# Start of LISTED RECORDS

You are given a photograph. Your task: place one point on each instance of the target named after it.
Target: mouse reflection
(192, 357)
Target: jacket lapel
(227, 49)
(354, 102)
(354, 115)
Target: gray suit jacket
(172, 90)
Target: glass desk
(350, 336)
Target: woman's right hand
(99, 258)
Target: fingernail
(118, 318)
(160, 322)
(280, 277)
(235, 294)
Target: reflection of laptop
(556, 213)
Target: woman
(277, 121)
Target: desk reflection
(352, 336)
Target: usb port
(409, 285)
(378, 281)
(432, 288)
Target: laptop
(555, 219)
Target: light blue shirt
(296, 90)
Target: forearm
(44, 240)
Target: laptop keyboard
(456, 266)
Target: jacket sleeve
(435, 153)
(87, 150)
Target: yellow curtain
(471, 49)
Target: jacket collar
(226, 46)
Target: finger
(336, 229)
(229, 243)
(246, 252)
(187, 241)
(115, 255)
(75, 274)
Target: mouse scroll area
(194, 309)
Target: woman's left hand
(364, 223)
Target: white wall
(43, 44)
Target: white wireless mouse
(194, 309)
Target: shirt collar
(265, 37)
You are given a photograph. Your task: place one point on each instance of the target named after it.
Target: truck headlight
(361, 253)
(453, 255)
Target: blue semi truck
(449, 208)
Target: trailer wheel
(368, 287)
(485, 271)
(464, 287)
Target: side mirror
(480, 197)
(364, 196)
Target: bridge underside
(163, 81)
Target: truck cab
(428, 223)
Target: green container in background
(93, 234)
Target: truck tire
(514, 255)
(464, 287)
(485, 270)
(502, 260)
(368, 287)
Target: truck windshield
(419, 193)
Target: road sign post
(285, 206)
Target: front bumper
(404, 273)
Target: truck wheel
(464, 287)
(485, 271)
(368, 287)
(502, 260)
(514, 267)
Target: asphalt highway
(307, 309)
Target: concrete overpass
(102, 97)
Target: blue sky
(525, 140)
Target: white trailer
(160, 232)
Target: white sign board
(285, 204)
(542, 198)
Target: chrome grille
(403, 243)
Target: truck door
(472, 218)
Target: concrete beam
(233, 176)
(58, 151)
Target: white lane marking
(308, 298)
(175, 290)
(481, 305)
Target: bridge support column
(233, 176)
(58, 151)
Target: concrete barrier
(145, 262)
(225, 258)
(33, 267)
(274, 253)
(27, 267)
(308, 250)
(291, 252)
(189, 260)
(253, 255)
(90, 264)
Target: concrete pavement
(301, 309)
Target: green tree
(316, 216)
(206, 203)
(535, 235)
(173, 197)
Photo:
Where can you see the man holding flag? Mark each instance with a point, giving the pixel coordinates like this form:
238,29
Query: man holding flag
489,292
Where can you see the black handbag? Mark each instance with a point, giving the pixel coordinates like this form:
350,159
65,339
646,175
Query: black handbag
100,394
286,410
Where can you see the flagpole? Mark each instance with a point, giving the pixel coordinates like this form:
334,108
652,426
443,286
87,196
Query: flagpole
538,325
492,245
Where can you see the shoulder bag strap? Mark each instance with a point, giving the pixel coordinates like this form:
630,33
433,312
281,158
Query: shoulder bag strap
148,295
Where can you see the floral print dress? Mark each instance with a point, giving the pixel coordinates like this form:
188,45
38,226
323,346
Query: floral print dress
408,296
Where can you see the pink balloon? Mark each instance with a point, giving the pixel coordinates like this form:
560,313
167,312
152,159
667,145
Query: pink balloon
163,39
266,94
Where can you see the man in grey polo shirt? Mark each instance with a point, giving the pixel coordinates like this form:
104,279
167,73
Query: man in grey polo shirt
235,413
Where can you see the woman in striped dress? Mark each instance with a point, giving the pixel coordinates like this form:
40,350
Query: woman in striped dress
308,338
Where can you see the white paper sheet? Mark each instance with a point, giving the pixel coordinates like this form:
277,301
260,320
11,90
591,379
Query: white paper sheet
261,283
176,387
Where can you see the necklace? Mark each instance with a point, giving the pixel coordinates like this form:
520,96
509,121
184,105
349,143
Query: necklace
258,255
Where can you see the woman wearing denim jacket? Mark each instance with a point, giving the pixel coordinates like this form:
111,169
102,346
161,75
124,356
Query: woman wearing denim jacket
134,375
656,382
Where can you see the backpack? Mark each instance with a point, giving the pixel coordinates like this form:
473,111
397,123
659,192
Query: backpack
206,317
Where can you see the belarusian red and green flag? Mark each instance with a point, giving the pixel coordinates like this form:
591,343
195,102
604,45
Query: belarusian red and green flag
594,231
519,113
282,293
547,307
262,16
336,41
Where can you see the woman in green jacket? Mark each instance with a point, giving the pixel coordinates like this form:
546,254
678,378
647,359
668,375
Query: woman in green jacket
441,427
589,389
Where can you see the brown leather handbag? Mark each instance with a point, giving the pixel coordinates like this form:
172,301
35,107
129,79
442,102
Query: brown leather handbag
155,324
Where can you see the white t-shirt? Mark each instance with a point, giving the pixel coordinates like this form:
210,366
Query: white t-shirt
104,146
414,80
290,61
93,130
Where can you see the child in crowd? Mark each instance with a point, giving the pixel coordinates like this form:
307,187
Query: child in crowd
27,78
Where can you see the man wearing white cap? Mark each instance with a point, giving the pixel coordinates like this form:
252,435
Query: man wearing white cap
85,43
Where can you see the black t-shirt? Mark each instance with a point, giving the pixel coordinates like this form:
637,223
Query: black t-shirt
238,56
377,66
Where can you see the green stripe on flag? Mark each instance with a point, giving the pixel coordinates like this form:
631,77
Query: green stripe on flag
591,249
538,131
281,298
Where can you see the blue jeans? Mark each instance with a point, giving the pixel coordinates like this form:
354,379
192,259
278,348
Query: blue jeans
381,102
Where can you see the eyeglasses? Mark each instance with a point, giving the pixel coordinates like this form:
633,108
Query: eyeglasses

# End of LISTED RECORDS

**REQUIREMENTS**
Transcribe the whole listing exactly.

**ANSWER TO THE EXERCISE**
You are given a photograph. Your task: place one point on each instance of the target named after it.
Target: mouse reflection
(192, 357)
Target: jacket lapel
(227, 49)
(354, 102)
(354, 115)
Target: gray suit jacket
(172, 90)
Target: glass desk
(350, 336)
Target: woman's right hand
(99, 258)
Target: fingernail
(118, 318)
(160, 322)
(280, 277)
(235, 294)
Target: reflection of laptop
(556, 213)
Target: woman
(277, 121)
Target: desk reflection
(352, 336)
Target: usb port
(409, 285)
(378, 281)
(432, 288)
Target: laptop
(555, 219)
Target: light blue shirt
(296, 90)
Target: forearm
(44, 240)
Target: laptop keyboard
(456, 266)
Target: jacket sleeve
(435, 153)
(87, 150)
Target: yellow curtain
(471, 49)
Target: jacket collar
(226, 46)
Target: finger
(336, 229)
(229, 243)
(246, 252)
(187, 241)
(115, 255)
(75, 274)
Target: mouse scroll area
(194, 309)
Target: woman's left hand
(364, 223)
Target: white wall
(43, 44)
Target: white wireless mouse
(194, 309)
Target: shirt collar
(265, 37)
You are given a photograph. Your task: place one point on each instance of the target named after it.
Target: truck headlight
(361, 253)
(453, 255)
Target: blue semi truck
(449, 208)
Target: trailer wheel
(368, 287)
(485, 271)
(464, 287)
Target: side mirror
(480, 197)
(364, 196)
Target: bridge underside
(163, 81)
Target: truck cab
(428, 223)
Target: green container in background
(93, 234)
Target: truck tire
(514, 255)
(464, 287)
(485, 270)
(502, 260)
(368, 287)
Target: truck windshield
(419, 193)
Target: road sign post
(285, 206)
Target: front bumper
(404, 273)
Target: truck wheel
(464, 287)
(485, 271)
(368, 287)
(502, 260)
(514, 267)
Target: asphalt highway
(307, 309)
Target: concrete overpass
(102, 97)
Target: blue sky
(525, 140)
Target: white trailer
(160, 232)
Target: white sign board
(285, 204)
(542, 198)
Target: chrome grille
(403, 243)
Target: truck door
(472, 218)
Target: concrete beam
(233, 176)
(58, 151)
Target: white lane marking
(308, 298)
(175, 290)
(481, 305)
Target: bridge support column
(233, 176)
(58, 151)
Target: concrete barrier
(145, 262)
(225, 258)
(33, 267)
(274, 253)
(27, 267)
(308, 250)
(291, 252)
(189, 260)
(253, 255)
(90, 264)
Target: concrete pavement
(301, 309)
Target: green tree
(316, 216)
(206, 203)
(535, 235)
(173, 197)
Photo:
Where can you see the man holding flag? Mark each instance with a point, giving the pixel coordinates like this form:
238,29
Query: man holding flag
489,292
Where can you see the black handbag? Mark each instance with a point, giving the pixel coordinates like this form:
350,159
65,339
646,175
Query: black handbag
100,394
286,410
Where can you see the flagpole? Mark each instance with a point, giving the pixel coordinates like this form:
334,108
652,426
443,286
87,196
Query: flagpole
538,325
492,245
Where can you see the shoulder bag strap? Mark each instance with a point, giving the pixel coordinates like this form:
630,33
433,312
281,158
Query: shoulder bag strap
148,295
Where can you see the floral print dress? Mark each instance with a point, giving the pixel coordinates like this form:
188,45
38,226
323,346
Query: floral print dress
408,296
Where can you see the pink balloon? Mark each instance with a point, giving the pixel coordinates like this form:
560,313
167,312
152,159
667,145
Query: pink balloon
163,39
266,94
Where can you see the man in grey polo shirt? Mark each instance with a point, giving the pixel coordinates like this form:
104,279
167,73
Query: man in grey polo shirt
235,413
Where can you see the woman in striped dress? Mark each instance with a point, giving the pixel coordinates like this form:
40,350
Query: woman in striped dress
308,338
Where can you see the white paper sheet? Mark each instance with a point, giving the pixel coordinates like this form:
277,301
260,320
11,90
591,379
Query: white paper sheet
261,283
176,387
Where can you see the necklace? Mark each instance with a point, giving the pixel coordinates like this form:
520,96
509,121
184,105
349,143
Query: necklace
258,255
Where can you see the woman wearing denim jacket? Mark each instance with a point, giving the pixel coordinates like this form:
111,169
102,346
161,75
124,356
Query: woman wearing denim jacket
134,375
656,382
Where can you see the backpack? Mark each instance with a point, giving the pixel coordinates like this form:
473,111
397,123
659,192
Query: backpack
206,317
Where can you see the belarusian red and green flag? Mark each instance with a point, giving the pixel coordinates like this form:
591,343
195,102
604,45
Query: belarusian red and green flag
594,231
519,113
282,293
547,307
262,16
336,41
Where can you see the woman in green jacket? Mark each instance with a point, giving the pixel coordinates like this form:
546,254
678,378
647,359
668,375
Query: woman in green jacket
441,427
589,389
Where can you see the brown leather handbag? Mark each instance with a point, giving the pixel coordinates like this form:
172,301
35,107
129,79
442,102
Query: brown leather handbag
155,324
Where can you see the white t-shirt? Mark each instance with a point, giving the pixel coordinates like this form:
210,366
Query: white t-shirt
104,146
414,80
290,61
93,130
Where can you see the child in crowd? Mark each instance with a point, giving the pixel coordinates like this form:
307,187
Query: child in crowd
27,78
Where can you see the man wearing white cap? Mark each instance with a point, giving the pixel coordinates like this form:
252,435
Query: man wearing white cap
85,43
Where can you see the black t-shirt? Mark each instance with a point, giving the pixel coordinates like this form:
637,223
Query: black t-shirt
238,56
377,66
Where can you see the green stripe on flag? Mark each instance with a point, giving the pixel coordinates like this form:
631,77
Query: green stripe on flag
591,249
538,131
281,298
Where can you see the blue jeans? Mark each instance with a point, giving the pixel coordinates like this form:
354,379
192,259
278,348
Query: blue jeans
381,102
Where can you see the eyeglasses? Mark each instance with a point, giving the pixel coordinates like this form:
633,108
Query: eyeglasses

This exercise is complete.